Extracted data entries
## Begin

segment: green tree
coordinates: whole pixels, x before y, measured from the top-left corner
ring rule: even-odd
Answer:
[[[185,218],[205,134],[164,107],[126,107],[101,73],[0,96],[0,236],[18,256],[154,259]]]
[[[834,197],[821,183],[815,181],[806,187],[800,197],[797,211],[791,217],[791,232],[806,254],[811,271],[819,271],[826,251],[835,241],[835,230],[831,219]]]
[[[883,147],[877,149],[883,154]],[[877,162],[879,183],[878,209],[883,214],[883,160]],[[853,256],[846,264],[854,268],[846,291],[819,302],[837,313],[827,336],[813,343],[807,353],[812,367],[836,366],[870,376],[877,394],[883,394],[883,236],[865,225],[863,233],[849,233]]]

## End

▶ The request
Update the listing by replacing "top-left corner" with "upper-left corner" and leaving every other part unchanged.

▶ Task answer
segment: green tree
coordinates: whole pixels, x before y, measured from the upper-left corner
ring rule: even-odd
Answer:
[[[185,218],[205,134],[164,107],[126,107],[101,73],[0,96],[0,236],[18,256],[154,259]]]
[[[834,197],[821,183],[815,181],[806,187],[800,197],[797,211],[791,217],[791,232],[806,254],[811,271],[819,271],[826,251],[835,241],[835,230],[831,219]]]
[[[883,147],[877,149],[883,154]],[[877,162],[879,183],[878,209],[883,214],[883,160]],[[853,256],[846,264],[854,268],[846,291],[819,302],[837,313],[827,336],[813,343],[807,353],[812,367],[836,366],[870,376],[877,394],[883,394],[883,236],[865,225],[863,233],[849,233]]]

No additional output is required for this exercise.